Quanto às instalações de tratamento e escoamento, processamento e liquefação/regaseificação, a lei também poderia ter avançado na valorização do princípio da essential facilities. Tais etapas da cadeia de suprimento não receberam a mesma importância de tratamento em comparação ao transporte dutoviário. Com isso, a Lei 11.909 manteve um resquício de “Lei de Transporte Dutoviário de Gás Natural”, talvez perdendo a oportunidade de se tornar uma verdadeira “Lei do Gás Natural”.

Em relação à garantia de suprimento aos consumidores de gás, a lei não previu instrumentos criativos que pudessem induzir a uma maior facilidade de acesso ao gás por consumidores dispostos a receber o novo energético, mas ainda desconectados das redes de suprimento. Priorizou-se a questão do “acesso aos gasodutos”, que afeta os operadores (e eventualmente os grandes consumidores), em vez de se priorizar um conceito talvez mais forte de “acesso ao gás” dentro de uma perspectiva mais universal de consumo.

=== DADOS BRUTOS ===

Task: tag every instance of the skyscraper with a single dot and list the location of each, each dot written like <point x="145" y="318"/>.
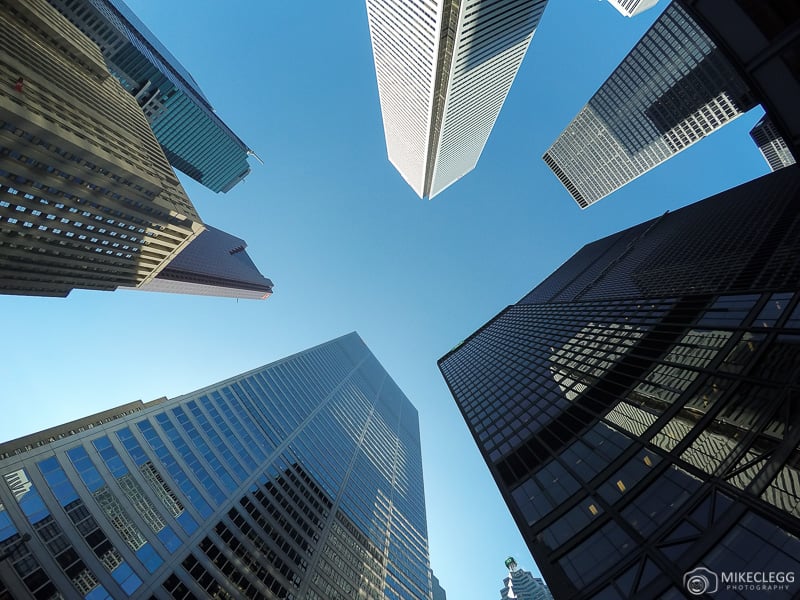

=== INSTRUÇÕES DA TAREFA ===
Traduza para o inglês esta frase do texto de origem: "Tais etapas da cadeia de suprimento não receberam a mesma importância de tratamento em comparação ao transporte dutoviário." Os dados não são necessários para esta tarefa.

=== EXERCÍCIO RESOLVIDO ===
These stages of the supply chain were not given the same importance in treatment as pipeline transportation.